§ **The exercise**
Could you copy every one of the records below, word for word and line for line?

§ **Records**
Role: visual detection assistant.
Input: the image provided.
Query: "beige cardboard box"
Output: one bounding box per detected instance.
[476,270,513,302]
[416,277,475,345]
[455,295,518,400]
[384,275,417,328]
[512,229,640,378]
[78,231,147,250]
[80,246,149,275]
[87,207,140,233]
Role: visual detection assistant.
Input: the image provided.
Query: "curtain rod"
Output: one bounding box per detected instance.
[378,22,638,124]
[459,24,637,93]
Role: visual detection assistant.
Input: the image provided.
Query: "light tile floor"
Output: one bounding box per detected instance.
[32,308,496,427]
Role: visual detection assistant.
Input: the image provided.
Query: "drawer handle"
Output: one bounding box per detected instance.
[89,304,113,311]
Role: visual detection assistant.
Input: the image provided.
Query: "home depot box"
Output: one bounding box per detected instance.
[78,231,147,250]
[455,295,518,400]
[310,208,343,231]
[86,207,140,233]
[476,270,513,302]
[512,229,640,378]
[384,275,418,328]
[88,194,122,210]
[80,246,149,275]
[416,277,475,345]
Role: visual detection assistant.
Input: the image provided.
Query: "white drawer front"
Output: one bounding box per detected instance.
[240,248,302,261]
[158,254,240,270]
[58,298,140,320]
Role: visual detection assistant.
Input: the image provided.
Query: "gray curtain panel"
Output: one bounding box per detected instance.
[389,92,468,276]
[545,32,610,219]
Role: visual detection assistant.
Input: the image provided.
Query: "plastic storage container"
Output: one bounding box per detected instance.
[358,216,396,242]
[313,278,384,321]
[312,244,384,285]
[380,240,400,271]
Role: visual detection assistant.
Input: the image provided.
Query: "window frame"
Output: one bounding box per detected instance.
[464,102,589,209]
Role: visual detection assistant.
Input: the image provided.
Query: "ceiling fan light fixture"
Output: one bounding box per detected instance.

§ **Response**
Role: visual detection assistant.
Input: the image provided.
Query: "beige cardboard box"
Output: one bounding box per detected instance.
[476,270,513,302]
[416,277,475,345]
[455,295,518,400]
[384,275,417,328]
[512,229,640,378]
[78,231,147,250]
[80,246,149,275]
[87,207,140,233]
Role: visual detection assistant.
Input: the image provided.
Query: "curtain rod"
Output: one bounding box per detected instance.
[378,22,638,124]
[459,24,637,93]
Role: visual detection assistant.
Input: the image provided.
Query: "light tile floor"
Output: one bounding box per detected instance.
[32,308,496,427]
Role: visual detection assistant.
Input: the image provided.
Query: "drawer handle"
Output: one bounding box per detected instance.
[89,304,113,311]
Role: visual detection assistant.
Input: the image provided.
Query: "home depot box"
Output: one bounding box per detected instance.
[78,231,147,250]
[455,295,518,400]
[310,208,343,231]
[86,207,140,233]
[476,270,513,302]
[512,229,640,378]
[384,275,418,328]
[88,194,122,210]
[80,246,149,275]
[416,277,475,345]
Role: visual detection assistant.
Input: the image provided.
Query: "white drawer front"
Output: one bounding box per detected instance.
[240,248,302,261]
[158,254,240,270]
[58,298,140,320]
Role: visual detection assistant.
Input: the image provided.
Query: "gray curtain panel"
Output: one bounding box per detected instance.
[389,92,468,276]
[545,32,610,219]
Role: visual detection assistant.
Input: the image provided.
Query: "plastic storage container"
Output: one bounding box per detected instance.
[358,216,396,242]
[313,278,384,321]
[312,244,384,285]
[380,240,400,271]
Role: visual detection assistant.
Input: the image provided.
Query: "window frame"
Output: one bounding box per detected instance.
[464,102,589,209]
Role: visual detection assistant.
Input: the image provided.
Query: "ceiling fan light fixture"
Output: one bounding box per detected instance.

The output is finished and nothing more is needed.